PROBLEM >> In the answer, each line must appear exactly as in the records, and no picture may appear.

RECORDED INFORMATION >>
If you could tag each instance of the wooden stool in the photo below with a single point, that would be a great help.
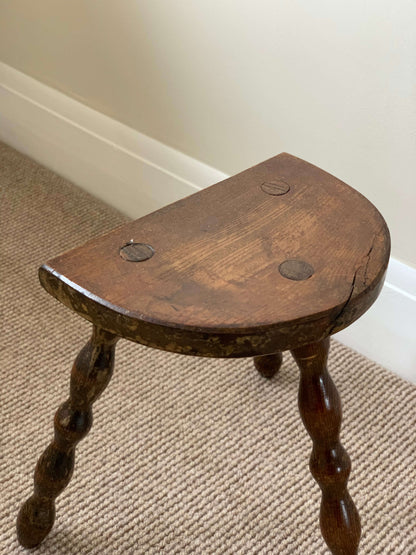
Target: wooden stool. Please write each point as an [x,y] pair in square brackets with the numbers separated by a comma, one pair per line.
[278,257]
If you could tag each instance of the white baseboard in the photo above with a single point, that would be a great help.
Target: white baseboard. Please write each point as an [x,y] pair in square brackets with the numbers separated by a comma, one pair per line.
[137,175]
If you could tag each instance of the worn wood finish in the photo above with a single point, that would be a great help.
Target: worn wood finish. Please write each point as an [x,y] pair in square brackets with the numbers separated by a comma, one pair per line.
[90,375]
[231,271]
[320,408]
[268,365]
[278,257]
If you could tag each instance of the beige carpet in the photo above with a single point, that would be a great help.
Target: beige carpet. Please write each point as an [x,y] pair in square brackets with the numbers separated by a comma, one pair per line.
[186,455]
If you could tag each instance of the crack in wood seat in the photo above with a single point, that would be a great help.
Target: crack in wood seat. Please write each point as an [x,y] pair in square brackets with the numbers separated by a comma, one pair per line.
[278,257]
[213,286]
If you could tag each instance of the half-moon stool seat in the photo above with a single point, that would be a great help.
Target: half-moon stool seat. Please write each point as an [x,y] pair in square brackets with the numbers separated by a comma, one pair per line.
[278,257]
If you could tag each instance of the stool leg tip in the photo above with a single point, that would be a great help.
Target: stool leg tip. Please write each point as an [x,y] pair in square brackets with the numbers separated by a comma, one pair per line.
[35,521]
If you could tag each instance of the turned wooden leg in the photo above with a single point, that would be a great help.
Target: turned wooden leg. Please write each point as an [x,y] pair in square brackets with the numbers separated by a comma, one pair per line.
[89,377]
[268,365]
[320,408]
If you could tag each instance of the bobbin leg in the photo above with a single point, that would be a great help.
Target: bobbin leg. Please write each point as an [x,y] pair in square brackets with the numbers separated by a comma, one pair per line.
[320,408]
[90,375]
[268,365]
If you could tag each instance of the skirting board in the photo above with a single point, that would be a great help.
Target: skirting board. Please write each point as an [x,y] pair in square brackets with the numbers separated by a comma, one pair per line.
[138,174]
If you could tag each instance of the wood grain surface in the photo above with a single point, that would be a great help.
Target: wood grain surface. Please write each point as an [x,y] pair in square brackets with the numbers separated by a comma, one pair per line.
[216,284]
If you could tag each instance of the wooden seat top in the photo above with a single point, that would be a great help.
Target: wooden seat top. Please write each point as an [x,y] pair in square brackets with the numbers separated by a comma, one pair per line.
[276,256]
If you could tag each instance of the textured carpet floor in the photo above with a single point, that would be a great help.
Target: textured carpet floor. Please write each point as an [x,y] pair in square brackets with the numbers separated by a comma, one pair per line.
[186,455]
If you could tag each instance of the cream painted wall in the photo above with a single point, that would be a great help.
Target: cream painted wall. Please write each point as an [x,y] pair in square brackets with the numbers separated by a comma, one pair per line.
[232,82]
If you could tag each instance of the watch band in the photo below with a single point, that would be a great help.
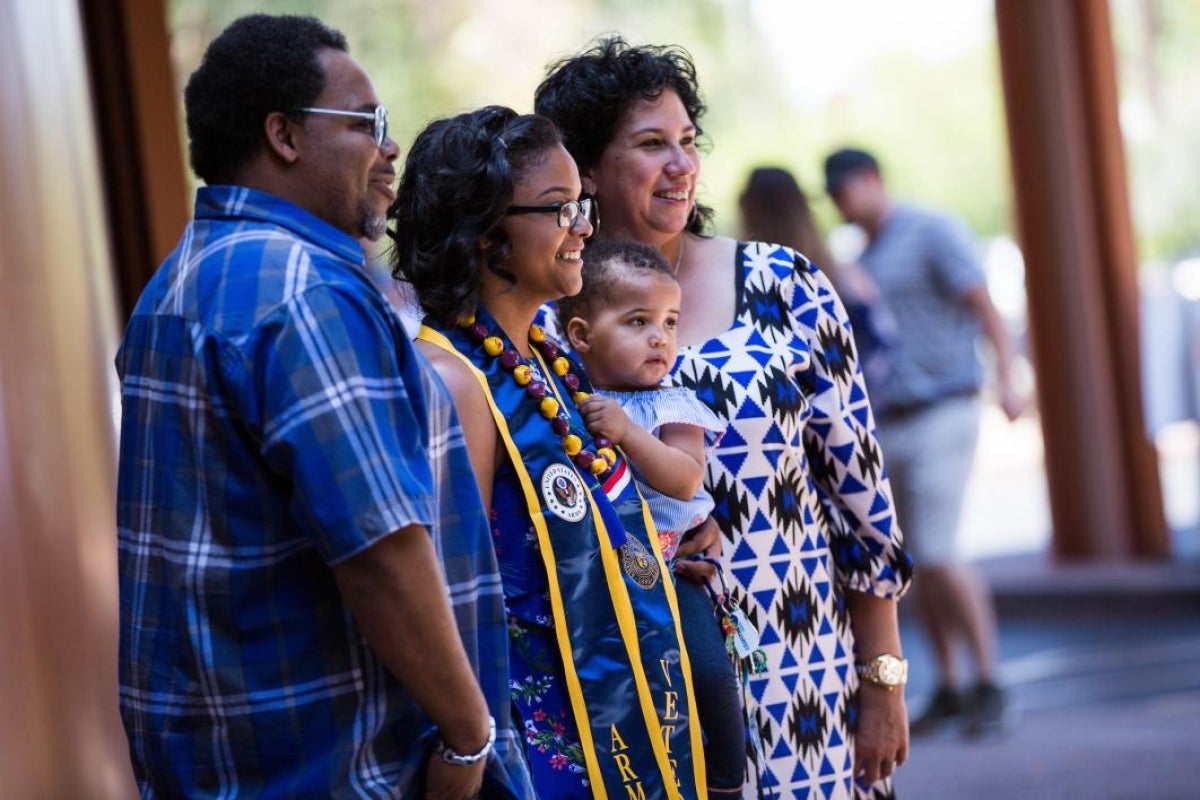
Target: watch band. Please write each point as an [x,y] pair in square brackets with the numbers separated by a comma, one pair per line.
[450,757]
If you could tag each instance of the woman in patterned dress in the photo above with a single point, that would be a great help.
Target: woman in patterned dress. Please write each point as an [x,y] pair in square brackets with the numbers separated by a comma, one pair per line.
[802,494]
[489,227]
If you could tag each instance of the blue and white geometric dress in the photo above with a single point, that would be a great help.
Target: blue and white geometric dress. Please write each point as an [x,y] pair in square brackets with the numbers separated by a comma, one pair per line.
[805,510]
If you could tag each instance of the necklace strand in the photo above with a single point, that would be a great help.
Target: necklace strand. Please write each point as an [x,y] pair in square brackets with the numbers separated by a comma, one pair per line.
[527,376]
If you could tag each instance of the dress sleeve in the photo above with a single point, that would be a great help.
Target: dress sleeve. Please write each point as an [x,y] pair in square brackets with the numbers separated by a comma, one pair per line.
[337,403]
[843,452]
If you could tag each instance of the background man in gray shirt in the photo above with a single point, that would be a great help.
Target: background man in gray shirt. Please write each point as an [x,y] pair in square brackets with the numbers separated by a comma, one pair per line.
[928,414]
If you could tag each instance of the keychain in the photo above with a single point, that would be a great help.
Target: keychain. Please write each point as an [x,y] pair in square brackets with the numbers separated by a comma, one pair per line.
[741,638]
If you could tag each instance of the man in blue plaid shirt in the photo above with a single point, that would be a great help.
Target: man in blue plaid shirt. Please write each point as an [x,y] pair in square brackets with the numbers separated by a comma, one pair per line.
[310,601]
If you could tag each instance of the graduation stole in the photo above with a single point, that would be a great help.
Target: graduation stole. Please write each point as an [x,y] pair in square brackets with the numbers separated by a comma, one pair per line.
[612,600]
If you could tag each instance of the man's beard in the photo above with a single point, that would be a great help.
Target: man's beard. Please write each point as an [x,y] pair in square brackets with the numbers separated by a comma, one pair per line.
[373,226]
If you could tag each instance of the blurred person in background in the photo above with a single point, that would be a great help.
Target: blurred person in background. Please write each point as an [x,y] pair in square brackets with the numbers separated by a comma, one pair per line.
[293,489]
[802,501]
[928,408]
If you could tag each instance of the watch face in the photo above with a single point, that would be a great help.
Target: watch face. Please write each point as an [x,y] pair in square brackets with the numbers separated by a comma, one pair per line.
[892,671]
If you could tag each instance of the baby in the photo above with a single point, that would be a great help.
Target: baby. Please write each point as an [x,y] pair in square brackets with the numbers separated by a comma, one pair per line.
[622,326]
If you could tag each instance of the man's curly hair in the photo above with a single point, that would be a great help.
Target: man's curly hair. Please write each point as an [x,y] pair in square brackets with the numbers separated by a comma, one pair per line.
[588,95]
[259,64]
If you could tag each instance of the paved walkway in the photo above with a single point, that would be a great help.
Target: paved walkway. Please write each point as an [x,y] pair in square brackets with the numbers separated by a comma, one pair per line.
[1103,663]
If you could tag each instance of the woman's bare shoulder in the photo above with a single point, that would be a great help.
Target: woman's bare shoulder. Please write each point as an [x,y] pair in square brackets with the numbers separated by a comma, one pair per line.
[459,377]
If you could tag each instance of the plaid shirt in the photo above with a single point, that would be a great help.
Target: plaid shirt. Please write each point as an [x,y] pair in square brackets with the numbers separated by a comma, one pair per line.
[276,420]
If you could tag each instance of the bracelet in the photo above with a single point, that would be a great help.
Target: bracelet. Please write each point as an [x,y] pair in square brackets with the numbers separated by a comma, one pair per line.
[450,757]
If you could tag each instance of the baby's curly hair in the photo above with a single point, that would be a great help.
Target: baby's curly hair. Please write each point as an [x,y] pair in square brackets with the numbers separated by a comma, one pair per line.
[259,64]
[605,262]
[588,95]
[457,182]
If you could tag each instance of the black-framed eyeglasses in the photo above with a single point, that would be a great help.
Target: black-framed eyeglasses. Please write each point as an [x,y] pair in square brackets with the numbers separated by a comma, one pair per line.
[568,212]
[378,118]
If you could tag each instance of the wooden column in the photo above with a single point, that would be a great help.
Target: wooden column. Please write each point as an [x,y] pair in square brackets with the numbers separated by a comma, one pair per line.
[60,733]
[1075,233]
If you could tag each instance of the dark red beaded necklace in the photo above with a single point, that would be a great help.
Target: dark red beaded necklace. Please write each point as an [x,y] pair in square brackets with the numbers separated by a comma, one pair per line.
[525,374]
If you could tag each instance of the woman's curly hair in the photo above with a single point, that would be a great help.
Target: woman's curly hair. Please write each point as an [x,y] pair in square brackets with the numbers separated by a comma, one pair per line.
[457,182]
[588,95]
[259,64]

SOLVED EXERCISE >>
If you could tag each instance of the wooden stool in the photo below with a single point, that would be a great help.
Target: wooden stool. Please write each point as an [x,y] pair in square brackets with the numbers separated by a comma, one pair per line.
[278,257]
If you could tag each instance of the white baseboard in the photo above with a single point, that would be a great help.
Target: white baseboard. Please write each point as an [x,y] pair in square brackets with the numbers separated by a comma, one pair per line.
[137,175]
If you could tag each instance of the worn wood finish in the photo above with a single point, that would be a great help.
Target: worn wood finish. Please write each point as an [x,y] pair in square brackets with the numbers separated by a comma, one pair per line.
[90,375]
[231,271]
[320,408]
[268,365]
[278,257]
If you could tag each instance of the beige carpet in the photo above with a single point, that would be a great help.
Target: beige carpet. Please write each point as an [x,y] pair in square brackets with the numbers separated by a comma, one pair per line.
[186,455]
If you could tag each instance of the crack in wood seat in the photo above with a single point, that would be a great help.
Target: crack in wood seat. Please write each point as an [x,y] pair in square brackets with the numbers separated by a comma, one pair per line.
[278,257]
[213,286]
If you could tag each instance of the half-moon stool seat in the photo above with a single point, that would be a great help.
Target: half-moon stool seat. Please write each point as an [x,y] pair in square brackets with the numbers separated by a comma, one pair per line.
[278,257]
If you could tag each instance of the stool leg tip in the photo above with a single point, that would be a great help.
Target: stool leg tip. Please write each point as an [x,y] pair in square brackets with the numbers separated by a comma, one pair per line.
[35,521]
If you could tag each instance of the turned wooden leg in the photo above with a single point, that would be a great help.
Target: turned wooden leg. Please write each point as an [x,y] pair in square brackets with the numbers separated by a comma, one pair per line.
[89,377]
[268,365]
[320,408]
If you could tag each instance of the bobbin leg in the photo above with a single point, that would be a great help.
Target: bobbin leg. Please write each point as an [x,y] pair in square brackets with the numbers separated by a comma, one pair per line.
[320,408]
[90,375]
[268,365]
If you could tag each instance of the skirting board in the photo above with a single point, that would be a great help.
Target: skirting board. Please write each point as an [x,y] pair in square brackets with the numbers separated by a comma, one pair per line.
[138,174]
If you could tag each instance of the wood grain surface in the photo above with a single point, that would be a great help.
Target: wood grain surface. Please write each point as an [x,y] pair in square brackets with the numbers separated by a comma, one pair per line.
[216,284]
If you could tag each instance of the wooden seat top in the photo above with a single point, that would be a great help.
Target: wooden seat top. Please write each point as an [x,y] pair in square brackets with the numbers separated by a comma, one pair per line.
[276,256]
If you could tag each instance of the textured carpet floor in the photo above with a single point, that would be a great help.
Target: textured carpet floor. Please write each point as an [x,y] pair in square brackets with the numbers separated by a comma, one pair per line.
[186,455]
If you could tag each instance of the cream painted wall in the photo above with a single point, that would be a great help.
Target: cream painted wall. Please write each point as an [x,y] pair in square brackets with the numbers separated by a comma, one pair per line.
[232,82]
If you could tag each instance of the watch band in the photo below with a single point, that would be a great help.
Target: watch band. Please write each point as an [x,y] pair in square brackets with the numbers separated by a comma, one pair per line.
[450,757]
If you could tag each instance of the woman in patterned dress in the photo above with a single point, that would be a great help.
Target: woman in patterned dress. Please write each point as an [x,y] pair in square brackets with the numbers separated by a comma, one pair per line.
[802,494]
[489,227]
If you could tag each instance of the blue and white geometric dress in the photo above with a single point, that would be a great help.
Target: blue and white geometric dress. Please write each point as an [x,y] pair in square brackets with the numbers separated by a comma, one pair per line.
[805,510]
If you could tag each instance of the necklace strand in the photo above with a single point, that would be a great help.
Target: necklace strand. Please write each point as an [x,y] pair in square brackets with the numbers separated by a comma, one pair per line.
[527,376]
If you could tag each instance of the dress sleeve in the photo above with a single point, that would be a great help.
Target: dress sleeve. Please write each point as an [x,y] pair in square brackets with the numbers separated by a comma, one pair per line.
[337,403]
[843,452]
If you could tag each instance of the background man in gray shirt in the photo above with a single point, that would be a great help.
Target: background man in gray shirt. Please write each point as an [x,y] pair in square brackets with the numbers separated by a comma, one pair per line.
[928,414]
If you could tag each instance of the keychain in the photo above with a single point, that would be a great help.
Target: keychain. Please write each point as an [x,y] pair in square brackets with the numbers separated by a comma, one pair per line.
[741,638]
If you could tag each instance of the man in blue plaid shirt in the photo above with a single point, that would be a great help.
Target: man in blue plaid shirt. Please write each point as an [x,y] pair in square brackets with the numbers separated by a comma, one pair per line.
[310,601]
If you could tag each instance of the graduation stole in the photo above with a single point, that would be a great help.
Target: graduation stole. Please write each point as an [x,y] pair in square brackets with the numbers separated by a comma, one pair per line.
[612,600]
If you could tag each instance of the man's beard in the photo above with a single point, that would be a great help.
Target: man's beard. Please write each point as an [x,y] pair in square brackets with the numbers separated by a comma, one pair per line.
[373,226]
If you could tag each instance of the blurred person in background in the photo above with a single point, that would be a great help.
Target: blurred person in background. Please write each point as an [x,y] pair in square brackets with the numbers separated by a comma, one pair per line.
[293,489]
[802,501]
[928,408]
If you could tag each instance of the watch face in the photo above with a single point, that would be a great help.
Target: watch face. Please write each point as an [x,y] pair in square brackets with the numbers separated by a comma, one pair per line.
[892,671]
If you could tag each instance of the baby in the photo above with a single point, that would be a great help.
Target: baby. Please write each point as an [x,y] pair in square brackets with the numbers separated by a comma, one pair per line.
[622,326]
If you could tag each instance of the man's curly hair in the photo above with a single point, that would be a great help.
Target: man's curly hair. Please write each point as an [x,y] pair in square brackets with the numbers separated by a comma, one pair per line.
[588,95]
[259,64]
If you could tag each instance of the paved walkway in the photo above with a single point, that would be a great help.
Target: paved walkway. Please write each point as an [x,y] pair in square brackets with the numbers separated by a comma, one pair per line.
[1103,663]
If you could tag each instance of the woman's bare shoulder in the photo above with a single point, that would be a great help.
Target: woman's bare shoulder. Please write each point as an [x,y] pair in square brackets with the numbers separated by a comma, one pair per line.
[459,377]
If you could tag each instance of the plaid shirt in the photo above with a single point, that would be a great help.
Target: plaid shirt. Please write each point as an [x,y] pair in square brackets with the numbers separated by a comma, one pair per line.
[276,420]
If you could tag each instance of the bracelet in the photo above with a single point, that would be a great help.
Target: bracelet. Please write each point as an [x,y] pair in square brackets with the numbers separated by a comma, one pair per line.
[450,757]
If you could tag each instance of the baby's curly hair in the photo above with a single point, that would be a great help.
Target: baby's curly hair. Please write each point as an [x,y] pair in square brackets with the numbers separated by a comma, one pair per line.
[259,64]
[605,262]
[588,95]
[457,182]
If you could tag each instance of the black-framed eyeglasses in the photo above with a single point, that would be a great help.
Target: black-framed eyeglasses. Please write each point as an [x,y] pair in square brackets with the numbers separated by a comma, one pair per line.
[568,212]
[378,118]
If you could tag each instance of the wooden column in the photo above with a single point, that would be a great help.
Target: wooden column. Please write each point as an [x,y] pair in square brackets with the numbers separated by a comma, one pair per line.
[60,733]
[1075,233]
If you could tag each instance of the dark red beaded necklace in the photo above with a single point, that would be a great help.
Target: dark red beaded necklace. Please write each point as an [x,y] pair in square brackets with the numbers separated by a comma, one pair per line.
[525,374]
If you could tag each instance of the woman's curly hair in the photo above with a single point, that would be a great help.
Target: woman's curly hair. Please write each point as an [x,y] pair in square brackets with the numbers separated by a comma, one pair per line.
[457,182]
[588,95]
[259,64]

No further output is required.